### Document
Tamara Yajaira Salazar Arce (born 9 August 1997) is an Ecuadorian weightlifter. She won a silver medal at the 2020 Tokyo 87 kg Olympic competition, and both silver and bronze medals at the 2018 World Weightlifting Championships.

Career 

In the Weightlifting World Championship in 2018, Ecuadorian Tamara Salazar won silver and bronze. Salazar, raised 137 kilos (302.03 pounds) in the Clean & Jerk and won the silver medal. The Belarusian Darya Naumava raised the same, but took the gold for having less body weight. The bronze went to Lidia Valentín of Spain with 136 kg. In the total, Salazar completed 242 kg and took bronze. Valentín (249 kg) and Naumava (245 kg) took gold and silver respectively.

She won the silver medal in the women's 87 kg event at the 2020 Summer Olympics in Tokyo, Japan.

### Short exercise
In the article on Tamara Salazar, rewrite the paragraph beginning "In the Weightlifting World Championship in 2018" as a short bulleted list that keeps its main facts.

[Excerpts from a point labeling dataset]
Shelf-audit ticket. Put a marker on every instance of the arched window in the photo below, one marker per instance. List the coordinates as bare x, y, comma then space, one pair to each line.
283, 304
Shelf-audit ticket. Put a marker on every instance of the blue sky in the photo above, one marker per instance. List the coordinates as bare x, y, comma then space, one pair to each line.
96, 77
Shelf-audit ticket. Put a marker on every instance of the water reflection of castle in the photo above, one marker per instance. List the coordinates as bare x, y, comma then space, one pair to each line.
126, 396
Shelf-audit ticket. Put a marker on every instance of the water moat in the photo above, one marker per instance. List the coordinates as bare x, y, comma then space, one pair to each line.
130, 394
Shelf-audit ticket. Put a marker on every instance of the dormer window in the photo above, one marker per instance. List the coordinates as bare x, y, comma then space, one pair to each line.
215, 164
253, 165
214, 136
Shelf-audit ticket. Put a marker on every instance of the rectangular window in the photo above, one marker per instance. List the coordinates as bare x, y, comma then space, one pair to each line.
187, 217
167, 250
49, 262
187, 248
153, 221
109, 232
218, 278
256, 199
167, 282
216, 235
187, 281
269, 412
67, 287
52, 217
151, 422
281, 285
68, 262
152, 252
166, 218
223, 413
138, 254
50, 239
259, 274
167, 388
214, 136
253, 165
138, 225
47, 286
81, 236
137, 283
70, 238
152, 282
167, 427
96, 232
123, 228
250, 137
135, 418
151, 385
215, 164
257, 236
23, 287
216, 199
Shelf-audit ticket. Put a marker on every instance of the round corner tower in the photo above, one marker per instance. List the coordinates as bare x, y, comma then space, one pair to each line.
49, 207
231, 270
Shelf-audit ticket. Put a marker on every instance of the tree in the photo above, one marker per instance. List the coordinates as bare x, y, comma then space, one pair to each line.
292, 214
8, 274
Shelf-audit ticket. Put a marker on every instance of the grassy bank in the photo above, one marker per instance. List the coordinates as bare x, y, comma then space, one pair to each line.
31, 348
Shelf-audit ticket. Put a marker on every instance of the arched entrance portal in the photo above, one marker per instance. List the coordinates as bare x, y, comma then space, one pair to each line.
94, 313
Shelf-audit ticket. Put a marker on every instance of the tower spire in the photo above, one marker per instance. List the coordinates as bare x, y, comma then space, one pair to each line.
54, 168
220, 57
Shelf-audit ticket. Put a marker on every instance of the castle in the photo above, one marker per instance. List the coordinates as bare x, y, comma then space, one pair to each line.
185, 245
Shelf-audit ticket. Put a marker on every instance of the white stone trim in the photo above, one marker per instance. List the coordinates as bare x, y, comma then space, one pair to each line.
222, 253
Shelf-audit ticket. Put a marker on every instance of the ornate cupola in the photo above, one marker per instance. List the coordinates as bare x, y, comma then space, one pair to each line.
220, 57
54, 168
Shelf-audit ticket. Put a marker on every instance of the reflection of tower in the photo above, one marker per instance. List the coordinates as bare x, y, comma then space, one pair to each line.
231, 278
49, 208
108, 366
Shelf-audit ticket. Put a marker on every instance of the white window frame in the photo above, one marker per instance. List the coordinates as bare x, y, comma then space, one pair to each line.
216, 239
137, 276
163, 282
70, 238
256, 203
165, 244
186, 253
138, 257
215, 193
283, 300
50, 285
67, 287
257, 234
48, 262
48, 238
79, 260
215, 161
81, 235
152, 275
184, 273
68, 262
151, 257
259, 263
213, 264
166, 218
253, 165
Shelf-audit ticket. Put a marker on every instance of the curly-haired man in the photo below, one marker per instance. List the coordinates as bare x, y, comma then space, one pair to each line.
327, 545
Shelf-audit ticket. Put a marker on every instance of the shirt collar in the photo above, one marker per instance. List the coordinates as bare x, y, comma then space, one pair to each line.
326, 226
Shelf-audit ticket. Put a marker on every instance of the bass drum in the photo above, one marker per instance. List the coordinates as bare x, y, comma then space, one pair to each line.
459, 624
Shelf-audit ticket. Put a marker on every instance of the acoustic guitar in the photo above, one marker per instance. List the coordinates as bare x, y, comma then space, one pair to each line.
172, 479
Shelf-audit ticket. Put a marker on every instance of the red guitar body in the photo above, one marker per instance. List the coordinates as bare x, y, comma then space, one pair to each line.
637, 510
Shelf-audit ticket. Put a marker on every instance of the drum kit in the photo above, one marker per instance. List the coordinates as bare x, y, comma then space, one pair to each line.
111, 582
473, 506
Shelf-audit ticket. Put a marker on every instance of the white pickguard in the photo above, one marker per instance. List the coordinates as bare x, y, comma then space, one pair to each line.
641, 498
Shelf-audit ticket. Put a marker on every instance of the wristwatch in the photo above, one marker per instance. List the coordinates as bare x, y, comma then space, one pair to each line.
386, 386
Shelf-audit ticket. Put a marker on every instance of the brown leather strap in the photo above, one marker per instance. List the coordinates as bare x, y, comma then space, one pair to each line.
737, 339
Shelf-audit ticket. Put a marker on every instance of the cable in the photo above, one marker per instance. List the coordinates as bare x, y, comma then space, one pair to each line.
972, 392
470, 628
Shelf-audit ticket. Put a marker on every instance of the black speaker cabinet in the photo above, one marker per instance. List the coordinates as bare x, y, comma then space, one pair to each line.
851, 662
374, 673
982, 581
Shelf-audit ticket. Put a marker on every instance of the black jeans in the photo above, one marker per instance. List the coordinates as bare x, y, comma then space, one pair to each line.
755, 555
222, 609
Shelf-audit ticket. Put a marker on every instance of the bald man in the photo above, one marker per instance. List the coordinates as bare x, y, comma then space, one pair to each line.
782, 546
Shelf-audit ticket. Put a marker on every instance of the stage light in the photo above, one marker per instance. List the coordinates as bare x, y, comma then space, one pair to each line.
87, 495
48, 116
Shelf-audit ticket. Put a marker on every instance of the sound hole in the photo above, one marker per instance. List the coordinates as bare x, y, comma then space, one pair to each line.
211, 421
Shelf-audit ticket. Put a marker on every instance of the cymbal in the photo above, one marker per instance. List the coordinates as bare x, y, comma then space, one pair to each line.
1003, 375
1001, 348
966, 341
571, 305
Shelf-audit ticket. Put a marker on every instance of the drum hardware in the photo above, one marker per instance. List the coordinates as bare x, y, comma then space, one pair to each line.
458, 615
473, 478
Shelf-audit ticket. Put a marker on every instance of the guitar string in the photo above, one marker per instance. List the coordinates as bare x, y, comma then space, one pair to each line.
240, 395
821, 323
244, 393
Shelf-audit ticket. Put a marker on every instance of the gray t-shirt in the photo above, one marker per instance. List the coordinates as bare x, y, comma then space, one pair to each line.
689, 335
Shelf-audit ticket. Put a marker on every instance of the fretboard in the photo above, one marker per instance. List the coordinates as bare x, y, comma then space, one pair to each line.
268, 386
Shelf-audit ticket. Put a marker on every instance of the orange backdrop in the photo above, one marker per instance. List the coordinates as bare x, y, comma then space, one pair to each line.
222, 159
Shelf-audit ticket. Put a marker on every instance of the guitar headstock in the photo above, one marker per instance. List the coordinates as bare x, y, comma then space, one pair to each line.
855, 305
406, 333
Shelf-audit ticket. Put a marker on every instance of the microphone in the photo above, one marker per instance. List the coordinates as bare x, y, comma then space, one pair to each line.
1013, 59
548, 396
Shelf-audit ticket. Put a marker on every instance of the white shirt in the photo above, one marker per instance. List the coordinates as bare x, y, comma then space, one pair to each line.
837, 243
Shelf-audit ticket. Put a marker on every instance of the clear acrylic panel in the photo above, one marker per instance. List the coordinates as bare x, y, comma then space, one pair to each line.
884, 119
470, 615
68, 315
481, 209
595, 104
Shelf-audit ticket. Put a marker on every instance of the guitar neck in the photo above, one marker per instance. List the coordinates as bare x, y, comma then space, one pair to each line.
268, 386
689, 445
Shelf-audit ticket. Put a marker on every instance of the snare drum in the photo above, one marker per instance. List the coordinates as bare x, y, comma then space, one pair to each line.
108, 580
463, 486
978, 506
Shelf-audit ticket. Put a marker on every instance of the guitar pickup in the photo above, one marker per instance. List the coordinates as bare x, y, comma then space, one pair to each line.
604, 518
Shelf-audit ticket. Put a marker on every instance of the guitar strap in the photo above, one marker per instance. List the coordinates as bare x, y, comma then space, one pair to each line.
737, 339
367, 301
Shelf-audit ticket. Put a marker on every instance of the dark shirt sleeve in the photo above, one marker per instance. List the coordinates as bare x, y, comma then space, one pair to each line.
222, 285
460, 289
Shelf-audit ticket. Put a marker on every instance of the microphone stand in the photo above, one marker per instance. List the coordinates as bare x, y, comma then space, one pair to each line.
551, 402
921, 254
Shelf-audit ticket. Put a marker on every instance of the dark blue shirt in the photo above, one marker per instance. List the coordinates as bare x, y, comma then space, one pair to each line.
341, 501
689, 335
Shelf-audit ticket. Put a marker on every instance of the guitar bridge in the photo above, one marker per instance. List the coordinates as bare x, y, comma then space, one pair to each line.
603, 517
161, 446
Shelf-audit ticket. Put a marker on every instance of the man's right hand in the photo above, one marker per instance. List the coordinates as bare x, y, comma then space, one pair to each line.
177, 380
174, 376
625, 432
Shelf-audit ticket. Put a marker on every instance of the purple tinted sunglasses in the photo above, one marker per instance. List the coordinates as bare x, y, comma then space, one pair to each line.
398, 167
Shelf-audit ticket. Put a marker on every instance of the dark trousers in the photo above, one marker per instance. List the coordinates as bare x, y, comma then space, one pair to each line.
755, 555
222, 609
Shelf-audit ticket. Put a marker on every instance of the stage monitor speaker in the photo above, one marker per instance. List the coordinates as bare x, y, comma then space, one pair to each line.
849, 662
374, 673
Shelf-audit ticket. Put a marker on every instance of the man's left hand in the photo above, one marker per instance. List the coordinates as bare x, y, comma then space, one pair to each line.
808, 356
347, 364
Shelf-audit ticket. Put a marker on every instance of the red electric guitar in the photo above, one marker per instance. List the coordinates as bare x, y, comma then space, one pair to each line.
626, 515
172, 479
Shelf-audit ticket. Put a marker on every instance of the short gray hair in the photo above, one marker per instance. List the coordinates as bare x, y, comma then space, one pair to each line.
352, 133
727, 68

---

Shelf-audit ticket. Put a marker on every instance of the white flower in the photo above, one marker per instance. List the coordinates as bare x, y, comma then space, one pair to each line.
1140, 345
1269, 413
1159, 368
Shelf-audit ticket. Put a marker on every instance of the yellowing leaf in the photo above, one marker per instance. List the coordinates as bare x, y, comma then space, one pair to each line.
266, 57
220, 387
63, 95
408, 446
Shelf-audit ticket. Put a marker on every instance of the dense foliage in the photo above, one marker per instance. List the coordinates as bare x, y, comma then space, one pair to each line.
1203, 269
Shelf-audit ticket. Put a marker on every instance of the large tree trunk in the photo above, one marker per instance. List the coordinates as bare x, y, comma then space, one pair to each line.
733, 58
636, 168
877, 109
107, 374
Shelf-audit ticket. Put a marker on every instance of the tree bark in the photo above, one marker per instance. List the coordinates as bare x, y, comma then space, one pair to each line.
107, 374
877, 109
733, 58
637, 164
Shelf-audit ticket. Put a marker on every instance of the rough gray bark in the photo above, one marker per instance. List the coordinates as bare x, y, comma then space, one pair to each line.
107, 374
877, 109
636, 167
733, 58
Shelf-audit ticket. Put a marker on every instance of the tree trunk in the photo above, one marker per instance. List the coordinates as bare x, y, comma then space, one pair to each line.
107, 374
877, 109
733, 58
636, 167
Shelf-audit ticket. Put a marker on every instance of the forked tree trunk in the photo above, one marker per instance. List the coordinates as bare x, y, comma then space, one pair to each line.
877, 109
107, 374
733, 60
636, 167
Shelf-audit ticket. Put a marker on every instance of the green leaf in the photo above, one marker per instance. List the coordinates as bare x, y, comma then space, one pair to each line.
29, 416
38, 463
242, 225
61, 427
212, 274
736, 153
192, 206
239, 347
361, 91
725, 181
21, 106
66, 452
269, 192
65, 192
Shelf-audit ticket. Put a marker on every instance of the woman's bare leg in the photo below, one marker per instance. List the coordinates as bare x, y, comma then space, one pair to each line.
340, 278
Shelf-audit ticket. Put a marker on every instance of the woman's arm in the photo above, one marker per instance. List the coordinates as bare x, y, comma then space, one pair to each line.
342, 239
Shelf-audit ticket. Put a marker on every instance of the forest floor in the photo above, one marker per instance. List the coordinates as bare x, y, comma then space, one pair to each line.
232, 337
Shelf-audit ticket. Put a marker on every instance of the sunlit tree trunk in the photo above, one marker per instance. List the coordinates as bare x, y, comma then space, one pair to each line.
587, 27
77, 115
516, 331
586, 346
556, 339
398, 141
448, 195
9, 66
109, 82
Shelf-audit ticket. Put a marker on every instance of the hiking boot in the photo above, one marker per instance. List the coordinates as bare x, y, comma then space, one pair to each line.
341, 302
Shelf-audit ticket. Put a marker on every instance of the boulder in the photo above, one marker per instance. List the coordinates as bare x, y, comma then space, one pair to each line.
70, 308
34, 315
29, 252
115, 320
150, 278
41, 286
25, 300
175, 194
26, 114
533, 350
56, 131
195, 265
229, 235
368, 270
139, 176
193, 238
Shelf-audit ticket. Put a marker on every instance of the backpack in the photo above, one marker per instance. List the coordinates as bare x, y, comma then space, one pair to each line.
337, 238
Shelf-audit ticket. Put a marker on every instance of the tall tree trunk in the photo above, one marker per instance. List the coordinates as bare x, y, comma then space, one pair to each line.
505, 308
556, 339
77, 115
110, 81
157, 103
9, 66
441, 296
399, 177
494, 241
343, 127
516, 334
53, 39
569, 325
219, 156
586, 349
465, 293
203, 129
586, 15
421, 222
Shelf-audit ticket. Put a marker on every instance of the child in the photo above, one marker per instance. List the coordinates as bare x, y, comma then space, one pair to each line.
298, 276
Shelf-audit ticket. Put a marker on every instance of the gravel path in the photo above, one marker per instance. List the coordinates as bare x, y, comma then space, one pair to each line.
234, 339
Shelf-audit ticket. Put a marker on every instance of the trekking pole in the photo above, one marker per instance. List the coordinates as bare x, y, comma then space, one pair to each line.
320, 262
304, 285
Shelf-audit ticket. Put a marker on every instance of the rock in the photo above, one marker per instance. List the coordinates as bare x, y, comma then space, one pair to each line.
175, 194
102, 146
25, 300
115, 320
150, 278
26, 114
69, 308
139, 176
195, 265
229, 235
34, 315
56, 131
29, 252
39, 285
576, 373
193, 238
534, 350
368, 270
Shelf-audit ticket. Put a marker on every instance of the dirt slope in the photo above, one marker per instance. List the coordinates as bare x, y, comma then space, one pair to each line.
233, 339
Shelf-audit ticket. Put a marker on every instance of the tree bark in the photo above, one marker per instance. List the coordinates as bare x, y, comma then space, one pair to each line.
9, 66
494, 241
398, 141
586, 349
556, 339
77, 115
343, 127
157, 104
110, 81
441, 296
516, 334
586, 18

...

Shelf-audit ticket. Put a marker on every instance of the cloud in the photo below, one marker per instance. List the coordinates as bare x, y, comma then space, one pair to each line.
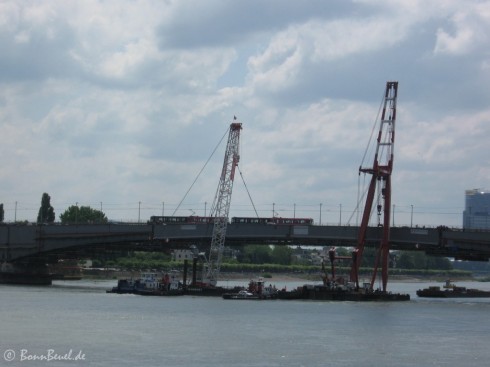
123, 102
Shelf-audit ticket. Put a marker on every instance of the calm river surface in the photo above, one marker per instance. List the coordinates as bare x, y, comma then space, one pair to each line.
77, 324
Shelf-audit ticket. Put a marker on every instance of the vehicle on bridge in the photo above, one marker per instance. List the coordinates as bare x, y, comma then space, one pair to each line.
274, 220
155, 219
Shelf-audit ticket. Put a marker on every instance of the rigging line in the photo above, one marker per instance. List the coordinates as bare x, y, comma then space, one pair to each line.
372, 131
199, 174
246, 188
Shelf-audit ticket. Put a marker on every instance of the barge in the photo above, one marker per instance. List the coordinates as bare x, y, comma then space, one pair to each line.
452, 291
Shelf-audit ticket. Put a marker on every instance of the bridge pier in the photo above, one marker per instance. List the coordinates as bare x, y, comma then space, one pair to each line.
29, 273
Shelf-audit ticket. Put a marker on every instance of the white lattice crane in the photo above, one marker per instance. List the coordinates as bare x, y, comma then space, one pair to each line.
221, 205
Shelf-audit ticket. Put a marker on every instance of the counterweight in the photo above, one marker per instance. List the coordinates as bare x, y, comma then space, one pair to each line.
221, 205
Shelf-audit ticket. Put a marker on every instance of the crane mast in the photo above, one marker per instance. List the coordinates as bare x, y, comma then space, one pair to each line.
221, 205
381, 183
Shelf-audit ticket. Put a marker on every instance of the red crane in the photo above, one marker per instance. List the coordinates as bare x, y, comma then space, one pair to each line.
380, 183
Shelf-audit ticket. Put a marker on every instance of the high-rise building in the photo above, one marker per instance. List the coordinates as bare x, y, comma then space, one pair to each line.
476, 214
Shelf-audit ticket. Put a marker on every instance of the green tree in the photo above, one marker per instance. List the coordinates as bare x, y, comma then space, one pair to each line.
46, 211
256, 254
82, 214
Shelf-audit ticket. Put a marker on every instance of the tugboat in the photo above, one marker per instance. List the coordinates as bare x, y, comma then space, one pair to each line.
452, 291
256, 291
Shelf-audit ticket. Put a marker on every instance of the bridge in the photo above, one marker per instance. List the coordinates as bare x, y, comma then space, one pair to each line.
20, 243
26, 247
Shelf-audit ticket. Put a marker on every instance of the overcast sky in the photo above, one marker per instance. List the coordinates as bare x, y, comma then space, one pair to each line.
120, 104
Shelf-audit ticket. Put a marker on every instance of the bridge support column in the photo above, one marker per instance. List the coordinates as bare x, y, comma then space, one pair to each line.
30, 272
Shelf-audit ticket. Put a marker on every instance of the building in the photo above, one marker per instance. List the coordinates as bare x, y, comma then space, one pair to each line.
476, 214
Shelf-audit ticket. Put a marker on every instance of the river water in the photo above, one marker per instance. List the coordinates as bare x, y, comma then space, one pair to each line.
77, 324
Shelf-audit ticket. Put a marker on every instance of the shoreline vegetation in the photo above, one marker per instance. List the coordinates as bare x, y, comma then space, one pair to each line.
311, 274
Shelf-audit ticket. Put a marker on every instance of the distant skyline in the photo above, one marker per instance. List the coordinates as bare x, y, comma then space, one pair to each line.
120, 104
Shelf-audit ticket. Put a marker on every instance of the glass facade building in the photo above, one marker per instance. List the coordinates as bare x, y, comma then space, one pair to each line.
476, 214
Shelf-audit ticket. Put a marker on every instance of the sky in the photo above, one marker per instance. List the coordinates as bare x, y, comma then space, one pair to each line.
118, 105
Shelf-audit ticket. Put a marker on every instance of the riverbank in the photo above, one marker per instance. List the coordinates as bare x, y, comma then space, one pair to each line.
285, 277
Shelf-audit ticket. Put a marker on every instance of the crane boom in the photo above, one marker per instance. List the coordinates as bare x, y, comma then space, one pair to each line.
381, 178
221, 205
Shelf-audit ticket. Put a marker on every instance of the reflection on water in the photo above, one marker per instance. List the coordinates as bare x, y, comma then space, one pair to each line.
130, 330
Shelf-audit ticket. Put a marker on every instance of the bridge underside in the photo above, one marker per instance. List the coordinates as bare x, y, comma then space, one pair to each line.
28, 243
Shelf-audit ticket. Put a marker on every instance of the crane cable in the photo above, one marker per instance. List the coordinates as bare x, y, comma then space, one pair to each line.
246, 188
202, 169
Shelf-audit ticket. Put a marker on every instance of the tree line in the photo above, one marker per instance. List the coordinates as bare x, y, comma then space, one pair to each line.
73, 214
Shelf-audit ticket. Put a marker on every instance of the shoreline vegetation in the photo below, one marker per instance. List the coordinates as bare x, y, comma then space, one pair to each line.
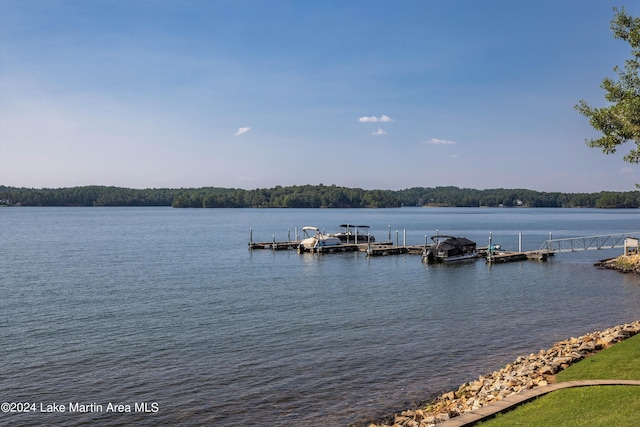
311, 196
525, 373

### Complete output
- At the 2018 World Weightlifting Championships, Tamara Salazar of Ecuador won silver and bronze.
- Clean & Jerk: Salazar lifted 137 kg (302.03 lb) for silver. Darya Naumava of Belarus lifted the same weight but took gold for having less body weight. Lidia Valentín of Spain took bronze with 136 kg.
- Total: Salazar took bronze with 242 kg. Valentín won gold (249 kg) and Naumava won silver (245 kg).